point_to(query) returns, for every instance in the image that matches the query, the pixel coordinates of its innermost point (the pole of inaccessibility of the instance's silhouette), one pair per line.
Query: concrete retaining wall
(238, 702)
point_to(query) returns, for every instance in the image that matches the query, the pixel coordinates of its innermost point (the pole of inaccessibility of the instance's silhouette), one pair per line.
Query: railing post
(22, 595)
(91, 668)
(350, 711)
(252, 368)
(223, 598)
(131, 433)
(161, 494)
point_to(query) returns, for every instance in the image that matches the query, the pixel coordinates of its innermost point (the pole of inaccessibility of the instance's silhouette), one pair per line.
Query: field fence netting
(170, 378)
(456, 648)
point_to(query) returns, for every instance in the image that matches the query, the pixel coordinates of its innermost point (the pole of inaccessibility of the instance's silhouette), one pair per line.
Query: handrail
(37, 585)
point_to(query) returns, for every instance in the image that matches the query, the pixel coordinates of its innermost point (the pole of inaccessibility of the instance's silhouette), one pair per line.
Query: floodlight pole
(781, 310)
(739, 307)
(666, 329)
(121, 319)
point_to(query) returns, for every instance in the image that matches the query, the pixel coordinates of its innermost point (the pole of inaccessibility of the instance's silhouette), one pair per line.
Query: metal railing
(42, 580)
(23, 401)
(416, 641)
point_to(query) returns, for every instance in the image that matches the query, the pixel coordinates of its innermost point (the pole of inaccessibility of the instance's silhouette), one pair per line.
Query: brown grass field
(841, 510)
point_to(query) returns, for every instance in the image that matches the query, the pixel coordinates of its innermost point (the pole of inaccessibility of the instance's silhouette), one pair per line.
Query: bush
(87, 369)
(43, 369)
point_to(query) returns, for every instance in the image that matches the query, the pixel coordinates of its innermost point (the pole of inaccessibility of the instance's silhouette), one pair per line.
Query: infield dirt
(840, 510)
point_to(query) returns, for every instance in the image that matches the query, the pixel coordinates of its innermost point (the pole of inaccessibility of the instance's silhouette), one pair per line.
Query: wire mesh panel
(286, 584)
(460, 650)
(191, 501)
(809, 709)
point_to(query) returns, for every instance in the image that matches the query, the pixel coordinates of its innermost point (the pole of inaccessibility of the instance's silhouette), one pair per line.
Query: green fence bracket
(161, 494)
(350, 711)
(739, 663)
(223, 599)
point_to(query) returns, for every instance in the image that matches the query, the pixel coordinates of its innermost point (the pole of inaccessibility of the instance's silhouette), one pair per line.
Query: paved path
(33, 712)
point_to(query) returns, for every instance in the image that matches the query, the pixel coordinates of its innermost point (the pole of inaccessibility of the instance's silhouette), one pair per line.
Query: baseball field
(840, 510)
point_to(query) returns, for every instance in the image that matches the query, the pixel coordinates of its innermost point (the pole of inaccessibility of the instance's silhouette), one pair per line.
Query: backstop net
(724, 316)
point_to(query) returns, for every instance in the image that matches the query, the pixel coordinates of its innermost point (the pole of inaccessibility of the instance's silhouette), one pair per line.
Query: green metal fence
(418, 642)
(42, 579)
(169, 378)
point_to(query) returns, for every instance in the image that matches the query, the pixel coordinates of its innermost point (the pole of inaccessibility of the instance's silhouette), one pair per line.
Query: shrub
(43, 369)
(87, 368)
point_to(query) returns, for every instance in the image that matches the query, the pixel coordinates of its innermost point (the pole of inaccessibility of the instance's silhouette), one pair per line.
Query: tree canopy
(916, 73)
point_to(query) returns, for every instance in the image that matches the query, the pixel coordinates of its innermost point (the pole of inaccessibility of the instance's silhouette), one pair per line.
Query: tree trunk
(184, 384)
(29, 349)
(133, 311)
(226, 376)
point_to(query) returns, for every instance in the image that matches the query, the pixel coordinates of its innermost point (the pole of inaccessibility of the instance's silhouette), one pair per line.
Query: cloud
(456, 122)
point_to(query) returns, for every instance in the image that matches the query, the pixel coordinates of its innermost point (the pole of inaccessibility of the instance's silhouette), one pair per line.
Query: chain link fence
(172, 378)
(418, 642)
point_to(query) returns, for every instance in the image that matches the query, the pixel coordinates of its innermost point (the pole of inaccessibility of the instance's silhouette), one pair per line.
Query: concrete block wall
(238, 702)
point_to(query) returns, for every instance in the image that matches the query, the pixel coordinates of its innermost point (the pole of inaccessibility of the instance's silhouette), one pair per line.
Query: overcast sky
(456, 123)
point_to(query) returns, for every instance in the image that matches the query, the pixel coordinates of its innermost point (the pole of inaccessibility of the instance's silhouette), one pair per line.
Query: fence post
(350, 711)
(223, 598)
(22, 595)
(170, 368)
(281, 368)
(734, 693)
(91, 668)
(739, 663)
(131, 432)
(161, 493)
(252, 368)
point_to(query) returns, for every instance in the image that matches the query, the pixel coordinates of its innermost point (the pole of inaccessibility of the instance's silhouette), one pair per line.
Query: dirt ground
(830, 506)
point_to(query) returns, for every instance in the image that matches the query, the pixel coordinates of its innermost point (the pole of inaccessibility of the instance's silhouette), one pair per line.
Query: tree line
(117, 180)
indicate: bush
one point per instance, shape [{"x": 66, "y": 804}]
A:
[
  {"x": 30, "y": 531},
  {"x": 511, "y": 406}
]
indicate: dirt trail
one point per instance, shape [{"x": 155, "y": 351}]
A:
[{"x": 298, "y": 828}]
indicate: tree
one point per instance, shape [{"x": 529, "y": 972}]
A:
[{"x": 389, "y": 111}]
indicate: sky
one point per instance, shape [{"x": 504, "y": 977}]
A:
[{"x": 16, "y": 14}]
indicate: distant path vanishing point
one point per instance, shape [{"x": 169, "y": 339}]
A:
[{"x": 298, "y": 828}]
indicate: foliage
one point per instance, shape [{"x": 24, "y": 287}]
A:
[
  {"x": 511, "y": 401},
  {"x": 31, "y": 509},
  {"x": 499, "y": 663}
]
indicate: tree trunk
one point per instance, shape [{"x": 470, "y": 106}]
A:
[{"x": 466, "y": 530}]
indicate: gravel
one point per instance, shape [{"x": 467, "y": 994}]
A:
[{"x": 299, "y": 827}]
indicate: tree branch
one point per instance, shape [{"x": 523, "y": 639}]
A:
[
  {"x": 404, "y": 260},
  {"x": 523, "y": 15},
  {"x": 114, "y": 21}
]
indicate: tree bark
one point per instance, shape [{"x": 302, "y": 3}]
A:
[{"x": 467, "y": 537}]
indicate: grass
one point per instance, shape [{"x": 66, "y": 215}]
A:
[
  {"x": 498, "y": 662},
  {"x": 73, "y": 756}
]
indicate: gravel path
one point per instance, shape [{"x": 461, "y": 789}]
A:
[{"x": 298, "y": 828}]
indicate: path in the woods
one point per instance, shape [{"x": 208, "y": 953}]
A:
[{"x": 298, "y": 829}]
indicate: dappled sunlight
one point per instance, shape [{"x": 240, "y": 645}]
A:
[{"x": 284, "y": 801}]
++++++++
> **WHAT YOU SHOULD DO**:
Each of the records should be retyped exactly.

> **WRITTEN RESPONSE**:
point_to(query) returns, for every instance in the image that matches the query, the pixel coordinates of its innermost point (the pole of inaccessibility of the instance's silhouette), one pair per line.
Query: concrete retaining wall
(238, 702)
point_to(query) returns, for every instance in the image that matches the query, the pixel coordinates of its innermost point (the pole of inaccessibility of the instance's silhouette), one pair per line.
Query: railing post
(22, 595)
(91, 668)
(350, 711)
(252, 368)
(223, 598)
(131, 433)
(161, 494)
point_to(query) returns, for every instance in the image that matches the query, the pixel coordinates of its innermost point (the pole of inaccessibility of the instance's silhouette), one pair per line.
Query: field fence netting
(170, 378)
(456, 648)
point_to(query) returns, for every instance in the image that matches the query, the pixel coordinates of its innermost point (the pole of inaccessibility of the instance's silhouette), one pair per line.
Query: handrail
(37, 585)
point_to(query) returns, for every instance in the image that matches the query, the pixel coordinates of its innermost point (the pole of inaccessibility of the instance's silhouette), one pair per line.
Query: floodlight pole
(781, 310)
(739, 307)
(666, 329)
(121, 319)
point_to(query) returns, for every instance in the image that matches the query, the pixel coordinates of its innermost point (the pole of inaccessibility of the instance's silhouette), one pair per line.
Query: metal railing
(42, 580)
(23, 401)
(416, 641)
point_to(query) returns, for every instance in the image that matches the query, the pixel coordinates of its innermost point (the pole of inaccessibility of the instance's silhouette), one pair per line.
Query: brown grass field
(841, 510)
point_to(query) returns, for every instance in the image that matches the query, the pixel coordinates of its innermost point (the pole of inaccessibility of the instance's silhouette), one pair per line.
Query: bush
(87, 369)
(43, 369)
point_to(query) returns, for every instance in the image that matches the query, the pixel coordinates of its innermost point (the pole of inaccessibility of the instance's silhouette), one pair per line.
Query: infield dirt
(840, 510)
point_to(query) returns, for every instance in the image that matches the query, the pixel coordinates of its innermost point (the pole of inaccessibility of the instance's silhouette), one pair per line.
Query: wire mesh panel
(286, 584)
(460, 650)
(191, 501)
(809, 709)
point_to(query) returns, for every instance in the image that matches the query, the pixel coordinates of its innermost point (the pole of inaccessibility of the instance's silhouette), one pair per line.
Query: green fence bracket
(161, 494)
(350, 711)
(739, 663)
(223, 599)
point_to(query) returns, for every instance in the image that matches the query, the pixel coordinates of its innermost point (the pole of inaccessibility of the instance's silhouette), one pair per line.
Query: paved path
(33, 712)
point_to(query) returns, for every instance in the image that matches the query, the pixel coordinates of its innermost point (the pole of inaccessibility of the instance's silhouette), one pair per line.
Query: baseball field
(840, 510)
point_to(query) returns, for every instance in the image that matches the query, the pixel coordinates of its innermost point (the pole of inaccessibility of the instance's silhouette), one pair per line.
Query: backstop net
(724, 316)
point_to(query) returns, for every instance in the image that matches the query, the pixel coordinates of its innermost point (the pole of inaccessibility of the instance's silhouette), one pair per line.
Query: green metal fence
(418, 642)
(42, 579)
(169, 378)
point_to(query) returns, for every instance in the image that matches the query, the pixel coordinates of its innermost point (the pole of inaccessibility of the instance's silhouette), one pair per line.
Query: shrub
(43, 369)
(87, 368)
point_to(query) returns, for every instance in the image that matches the query, the pixel coordinates of its innermost point (the pole of inaccessibility of the instance's silhouette), one pair per line.
Query: tree canopy
(916, 73)
point_to(query) returns, for every instance in the image that matches the query, the pixel coordinates of its innermost point (the pole of inaccessibility of the instance's silhouette), one pair per line.
Query: tree trunk
(184, 384)
(29, 349)
(133, 311)
(226, 376)
point_to(query) returns, for every instance in the image that matches the query, the pixel coordinates of its innermost point (the pole of inaccessibility of the instance's silhouette), one pair per line.
Query: cloud
(456, 122)
point_to(query) returns, for every instance in the image that matches the query, the pixel coordinates of its innermost point (the pole of inaccessibility of the instance's silhouette), one pair per line.
Query: chain link fence
(172, 378)
(418, 642)
point_to(query) returns, for every instance in the image that matches the query, the pixel coordinates of its innermost point (the pole of inaccessibility of the instance's silhouette), one pair per line.
Query: concrete block wall
(238, 702)
point_to(query) returns, for every instance in the image that matches the query, the pixel coordinates of its innermost point (the pole of inaccessibility of the instance's silhouette), one pair per line.
Query: overcast sky
(456, 123)
point_to(query) returns, for every instance in the image that matches the query, the pixel coordinates of its innermost point (the pole of inaccessibility of the instance's silhouette), one pair per line.
Query: fence post
(350, 711)
(223, 598)
(22, 595)
(170, 368)
(281, 368)
(734, 693)
(91, 668)
(739, 663)
(131, 432)
(161, 493)
(252, 368)
point_to(query) returns, for every instance in the image that matches the query, the pixel coordinates of its innermost point (the pole of inaccessibility of the instance's silhouette), one pair per line.
Query: dirt ground
(830, 506)
point_to(query) returns, for every instance in the image that matches the query, the pixel coordinates of its innermost point (the pole of inaccessibility of the instance's silhouette), one pair per line.
Query: tree line
(117, 180)
indicate: bush
one point per instance, shape [{"x": 66, "y": 804}]
A:
[
  {"x": 30, "y": 531},
  {"x": 511, "y": 406}
]
indicate: dirt trail
one point per instance, shape [{"x": 155, "y": 351}]
A:
[{"x": 298, "y": 828}]
indicate: tree
one point per instance, shape [{"x": 529, "y": 972}]
A:
[{"x": 389, "y": 111}]
indicate: sky
one point per instance, shape [{"x": 504, "y": 977}]
A:
[{"x": 16, "y": 14}]
indicate: distant path vanishing point
one point per instance, shape [{"x": 169, "y": 339}]
A:
[{"x": 298, "y": 828}]
indicate: foliage
one point per instance, shape [{"x": 24, "y": 287}]
A:
[
  {"x": 511, "y": 401},
  {"x": 31, "y": 509},
  {"x": 499, "y": 663}
]
indicate: tree trunk
one point per instance, shape [{"x": 470, "y": 106}]
A:
[{"x": 466, "y": 530}]
indicate: gravel
one point per instance, shape [{"x": 467, "y": 994}]
A:
[{"x": 299, "y": 827}]
indicate: tree branch
one point per instance, shape [{"x": 523, "y": 639}]
A:
[
  {"x": 404, "y": 260},
  {"x": 523, "y": 15},
  {"x": 114, "y": 21}
]
indicate: tree bark
one point per instance, shape [{"x": 302, "y": 3}]
A:
[{"x": 467, "y": 537}]
indicate: grass
one point per instance, shape [{"x": 66, "y": 215}]
A:
[
  {"x": 498, "y": 662},
  {"x": 73, "y": 756}
]
indicate: gravel path
one point per instance, shape [{"x": 461, "y": 789}]
A:
[{"x": 298, "y": 828}]
indicate: path in the woods
one point per instance, shape [{"x": 208, "y": 953}]
A:
[{"x": 298, "y": 829}]
indicate: dappled sunlight
one point per instance, shape [{"x": 240, "y": 645}]
A:
[{"x": 284, "y": 801}]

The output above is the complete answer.